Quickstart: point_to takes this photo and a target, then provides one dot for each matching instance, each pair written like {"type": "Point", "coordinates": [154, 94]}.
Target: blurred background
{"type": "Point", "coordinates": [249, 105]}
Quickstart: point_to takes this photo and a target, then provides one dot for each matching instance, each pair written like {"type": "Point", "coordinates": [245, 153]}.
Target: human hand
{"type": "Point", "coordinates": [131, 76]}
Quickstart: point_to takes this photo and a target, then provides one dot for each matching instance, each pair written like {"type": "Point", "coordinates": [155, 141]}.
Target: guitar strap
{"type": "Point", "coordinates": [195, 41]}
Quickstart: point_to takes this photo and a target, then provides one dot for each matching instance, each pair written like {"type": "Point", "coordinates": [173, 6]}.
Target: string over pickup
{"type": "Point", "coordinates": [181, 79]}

== == ==

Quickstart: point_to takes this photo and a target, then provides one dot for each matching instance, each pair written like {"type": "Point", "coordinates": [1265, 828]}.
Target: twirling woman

== == ==

**What you should do:**
Count the lines above that contain the string "this", treating uppercase and lowercase as different. Reply with the number only.

**Exercise result:**
5